### Aim
Reproduce verbatim the lines of the entries below, starting with the line that contains "target: man's hand" and continuing through the line that contains "(493, 1022)", both of those lines included.

A run of entries
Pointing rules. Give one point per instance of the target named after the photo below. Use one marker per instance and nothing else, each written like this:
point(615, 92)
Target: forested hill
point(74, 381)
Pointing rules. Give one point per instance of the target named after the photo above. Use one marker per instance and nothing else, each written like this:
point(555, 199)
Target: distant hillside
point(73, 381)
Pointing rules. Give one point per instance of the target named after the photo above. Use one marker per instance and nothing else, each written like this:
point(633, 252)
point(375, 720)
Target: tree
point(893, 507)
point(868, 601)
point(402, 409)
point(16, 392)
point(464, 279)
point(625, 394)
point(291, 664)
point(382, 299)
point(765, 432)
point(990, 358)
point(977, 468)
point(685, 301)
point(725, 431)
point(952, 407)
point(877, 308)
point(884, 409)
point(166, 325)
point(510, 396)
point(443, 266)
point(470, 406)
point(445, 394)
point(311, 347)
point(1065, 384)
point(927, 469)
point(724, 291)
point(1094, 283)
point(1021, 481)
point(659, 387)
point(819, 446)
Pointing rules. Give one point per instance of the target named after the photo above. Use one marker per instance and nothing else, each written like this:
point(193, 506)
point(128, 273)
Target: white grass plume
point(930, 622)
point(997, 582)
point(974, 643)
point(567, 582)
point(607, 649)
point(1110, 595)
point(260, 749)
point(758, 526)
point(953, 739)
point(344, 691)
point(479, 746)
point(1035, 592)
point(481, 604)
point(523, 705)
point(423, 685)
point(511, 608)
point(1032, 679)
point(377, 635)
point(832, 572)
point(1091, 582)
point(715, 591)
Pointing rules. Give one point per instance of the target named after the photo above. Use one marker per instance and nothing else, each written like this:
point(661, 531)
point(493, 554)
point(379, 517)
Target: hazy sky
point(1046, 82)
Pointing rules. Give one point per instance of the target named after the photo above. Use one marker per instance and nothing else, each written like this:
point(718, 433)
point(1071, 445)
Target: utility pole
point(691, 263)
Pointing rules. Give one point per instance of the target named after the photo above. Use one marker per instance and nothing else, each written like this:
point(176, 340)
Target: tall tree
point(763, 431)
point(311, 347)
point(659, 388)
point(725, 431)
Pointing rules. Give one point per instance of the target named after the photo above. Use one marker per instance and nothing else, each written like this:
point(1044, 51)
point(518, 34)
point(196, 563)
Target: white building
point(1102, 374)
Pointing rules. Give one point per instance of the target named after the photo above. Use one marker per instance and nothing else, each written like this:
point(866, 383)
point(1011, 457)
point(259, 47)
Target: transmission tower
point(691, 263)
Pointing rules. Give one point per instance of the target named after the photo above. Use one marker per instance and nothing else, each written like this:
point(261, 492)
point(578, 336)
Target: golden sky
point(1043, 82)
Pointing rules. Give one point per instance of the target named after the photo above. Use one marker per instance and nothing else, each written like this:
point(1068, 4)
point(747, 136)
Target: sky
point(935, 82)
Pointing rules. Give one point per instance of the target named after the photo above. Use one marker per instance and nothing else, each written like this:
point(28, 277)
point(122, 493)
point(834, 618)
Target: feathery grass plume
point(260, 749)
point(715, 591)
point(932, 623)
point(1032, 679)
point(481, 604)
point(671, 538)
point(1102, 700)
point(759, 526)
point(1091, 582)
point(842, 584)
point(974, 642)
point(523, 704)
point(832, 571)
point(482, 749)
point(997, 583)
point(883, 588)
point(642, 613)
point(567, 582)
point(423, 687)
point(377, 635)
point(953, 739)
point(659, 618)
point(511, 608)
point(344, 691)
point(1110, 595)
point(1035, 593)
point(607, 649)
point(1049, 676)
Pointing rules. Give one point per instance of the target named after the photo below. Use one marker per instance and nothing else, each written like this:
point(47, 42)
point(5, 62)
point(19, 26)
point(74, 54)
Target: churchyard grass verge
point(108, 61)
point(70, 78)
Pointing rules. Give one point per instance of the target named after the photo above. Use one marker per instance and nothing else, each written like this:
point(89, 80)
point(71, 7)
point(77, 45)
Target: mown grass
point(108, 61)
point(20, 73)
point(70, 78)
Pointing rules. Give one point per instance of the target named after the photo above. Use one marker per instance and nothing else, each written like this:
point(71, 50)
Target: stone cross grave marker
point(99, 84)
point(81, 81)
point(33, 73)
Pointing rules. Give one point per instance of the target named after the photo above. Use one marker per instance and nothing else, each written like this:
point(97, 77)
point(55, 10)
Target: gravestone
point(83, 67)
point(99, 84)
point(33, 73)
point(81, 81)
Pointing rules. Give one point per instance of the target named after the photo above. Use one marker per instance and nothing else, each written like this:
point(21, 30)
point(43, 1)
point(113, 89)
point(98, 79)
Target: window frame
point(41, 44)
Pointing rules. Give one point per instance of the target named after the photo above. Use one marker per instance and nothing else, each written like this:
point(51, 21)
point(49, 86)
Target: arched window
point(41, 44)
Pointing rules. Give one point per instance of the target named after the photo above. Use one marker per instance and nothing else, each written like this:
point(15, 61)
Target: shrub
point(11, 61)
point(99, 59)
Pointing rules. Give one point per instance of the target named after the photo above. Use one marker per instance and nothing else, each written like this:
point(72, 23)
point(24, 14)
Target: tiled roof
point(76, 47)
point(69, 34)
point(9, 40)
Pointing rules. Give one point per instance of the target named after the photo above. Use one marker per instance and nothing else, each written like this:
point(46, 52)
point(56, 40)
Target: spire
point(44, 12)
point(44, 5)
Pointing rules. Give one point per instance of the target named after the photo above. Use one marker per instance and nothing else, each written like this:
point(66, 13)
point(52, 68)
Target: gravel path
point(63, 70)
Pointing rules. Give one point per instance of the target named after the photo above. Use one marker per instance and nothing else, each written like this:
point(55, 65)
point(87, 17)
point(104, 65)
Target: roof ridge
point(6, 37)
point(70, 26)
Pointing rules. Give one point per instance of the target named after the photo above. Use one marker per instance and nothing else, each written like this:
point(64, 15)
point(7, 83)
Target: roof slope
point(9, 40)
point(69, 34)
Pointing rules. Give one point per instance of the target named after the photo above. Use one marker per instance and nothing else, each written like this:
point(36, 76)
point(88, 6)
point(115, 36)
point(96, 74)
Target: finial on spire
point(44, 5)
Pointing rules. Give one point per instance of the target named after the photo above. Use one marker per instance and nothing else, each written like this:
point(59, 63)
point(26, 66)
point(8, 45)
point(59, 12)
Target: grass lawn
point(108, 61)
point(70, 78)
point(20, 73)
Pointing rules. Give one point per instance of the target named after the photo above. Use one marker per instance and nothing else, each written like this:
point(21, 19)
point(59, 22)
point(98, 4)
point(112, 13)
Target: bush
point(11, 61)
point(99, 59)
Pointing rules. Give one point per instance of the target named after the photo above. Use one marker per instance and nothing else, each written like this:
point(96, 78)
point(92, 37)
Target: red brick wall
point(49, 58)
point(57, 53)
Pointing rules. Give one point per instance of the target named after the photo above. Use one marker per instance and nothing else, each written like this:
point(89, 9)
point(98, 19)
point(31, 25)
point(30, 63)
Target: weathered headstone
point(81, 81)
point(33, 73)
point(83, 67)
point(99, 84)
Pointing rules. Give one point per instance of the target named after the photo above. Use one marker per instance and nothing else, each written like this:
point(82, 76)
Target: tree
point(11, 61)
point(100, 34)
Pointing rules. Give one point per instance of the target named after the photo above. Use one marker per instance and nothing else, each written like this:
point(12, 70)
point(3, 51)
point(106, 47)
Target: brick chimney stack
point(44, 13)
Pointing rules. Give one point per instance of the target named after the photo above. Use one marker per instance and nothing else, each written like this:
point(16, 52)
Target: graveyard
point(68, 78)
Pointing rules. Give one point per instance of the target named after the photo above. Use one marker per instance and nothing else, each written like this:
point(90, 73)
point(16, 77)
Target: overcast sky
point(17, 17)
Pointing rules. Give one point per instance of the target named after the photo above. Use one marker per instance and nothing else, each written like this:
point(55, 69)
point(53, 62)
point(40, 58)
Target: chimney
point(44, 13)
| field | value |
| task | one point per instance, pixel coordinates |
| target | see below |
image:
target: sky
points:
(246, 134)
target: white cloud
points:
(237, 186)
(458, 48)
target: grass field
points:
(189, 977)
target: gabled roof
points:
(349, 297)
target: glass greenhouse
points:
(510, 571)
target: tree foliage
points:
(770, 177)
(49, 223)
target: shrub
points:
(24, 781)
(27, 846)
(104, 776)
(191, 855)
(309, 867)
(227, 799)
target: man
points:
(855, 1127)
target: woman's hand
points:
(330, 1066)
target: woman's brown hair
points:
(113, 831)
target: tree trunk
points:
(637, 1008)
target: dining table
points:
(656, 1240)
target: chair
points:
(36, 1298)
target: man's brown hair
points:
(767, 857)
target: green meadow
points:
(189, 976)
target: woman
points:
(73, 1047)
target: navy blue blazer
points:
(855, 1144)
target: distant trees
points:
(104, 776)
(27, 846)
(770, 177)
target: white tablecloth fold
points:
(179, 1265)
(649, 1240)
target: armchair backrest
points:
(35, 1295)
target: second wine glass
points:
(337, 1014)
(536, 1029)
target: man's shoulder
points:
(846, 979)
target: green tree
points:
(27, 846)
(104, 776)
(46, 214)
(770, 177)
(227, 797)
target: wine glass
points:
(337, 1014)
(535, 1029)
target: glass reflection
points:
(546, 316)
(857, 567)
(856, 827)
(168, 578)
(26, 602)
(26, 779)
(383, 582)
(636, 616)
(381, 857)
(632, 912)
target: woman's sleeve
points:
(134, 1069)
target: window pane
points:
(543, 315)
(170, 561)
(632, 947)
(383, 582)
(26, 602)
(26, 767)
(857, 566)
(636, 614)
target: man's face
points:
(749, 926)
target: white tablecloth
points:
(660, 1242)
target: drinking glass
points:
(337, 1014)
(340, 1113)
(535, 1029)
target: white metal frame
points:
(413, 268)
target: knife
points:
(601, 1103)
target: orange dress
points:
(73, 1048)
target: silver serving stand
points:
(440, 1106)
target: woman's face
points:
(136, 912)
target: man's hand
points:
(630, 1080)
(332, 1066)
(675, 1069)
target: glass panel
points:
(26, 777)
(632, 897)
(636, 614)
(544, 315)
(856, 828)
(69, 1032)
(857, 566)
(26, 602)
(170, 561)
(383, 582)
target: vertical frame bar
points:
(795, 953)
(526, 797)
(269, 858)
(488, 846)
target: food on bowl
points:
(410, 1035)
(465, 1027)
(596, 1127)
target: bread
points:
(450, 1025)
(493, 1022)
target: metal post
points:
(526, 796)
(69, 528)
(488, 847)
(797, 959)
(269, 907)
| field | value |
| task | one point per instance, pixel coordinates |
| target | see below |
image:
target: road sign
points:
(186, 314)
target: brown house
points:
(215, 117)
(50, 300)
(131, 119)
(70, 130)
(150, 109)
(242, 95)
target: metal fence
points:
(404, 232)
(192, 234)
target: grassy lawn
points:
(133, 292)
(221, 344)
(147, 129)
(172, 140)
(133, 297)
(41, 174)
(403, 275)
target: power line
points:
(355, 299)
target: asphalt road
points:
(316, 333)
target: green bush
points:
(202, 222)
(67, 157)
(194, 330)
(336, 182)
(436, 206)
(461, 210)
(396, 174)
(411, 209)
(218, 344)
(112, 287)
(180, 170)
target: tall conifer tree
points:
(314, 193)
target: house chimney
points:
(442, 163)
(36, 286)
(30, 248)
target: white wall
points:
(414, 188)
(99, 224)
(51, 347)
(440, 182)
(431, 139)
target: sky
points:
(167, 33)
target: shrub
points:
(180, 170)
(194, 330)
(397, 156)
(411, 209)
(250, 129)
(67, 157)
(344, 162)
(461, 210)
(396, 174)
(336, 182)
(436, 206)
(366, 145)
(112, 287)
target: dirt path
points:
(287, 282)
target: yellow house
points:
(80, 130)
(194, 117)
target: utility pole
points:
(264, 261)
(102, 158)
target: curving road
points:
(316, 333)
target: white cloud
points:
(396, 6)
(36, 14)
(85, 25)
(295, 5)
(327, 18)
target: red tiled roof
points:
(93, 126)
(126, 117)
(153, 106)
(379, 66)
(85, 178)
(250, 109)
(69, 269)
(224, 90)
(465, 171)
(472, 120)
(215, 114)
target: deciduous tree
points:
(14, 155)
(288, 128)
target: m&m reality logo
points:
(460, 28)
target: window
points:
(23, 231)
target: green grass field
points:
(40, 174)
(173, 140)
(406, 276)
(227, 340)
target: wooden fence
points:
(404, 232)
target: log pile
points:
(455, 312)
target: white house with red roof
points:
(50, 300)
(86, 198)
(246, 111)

### Full answer
target: man's hand
points:
(630, 1080)
(332, 1066)
(675, 1069)
target: glass panel
points:
(26, 777)
(632, 897)
(636, 614)
(544, 315)
(856, 828)
(69, 1032)
(857, 566)
(26, 602)
(170, 561)
(383, 582)
target: vertical frame bar
points:
(795, 953)
(526, 797)
(269, 858)
(488, 846)
target: food on bowl
points:
(410, 1035)
(465, 1027)
(596, 1127)
target: bread
points:
(450, 1025)
(493, 1022)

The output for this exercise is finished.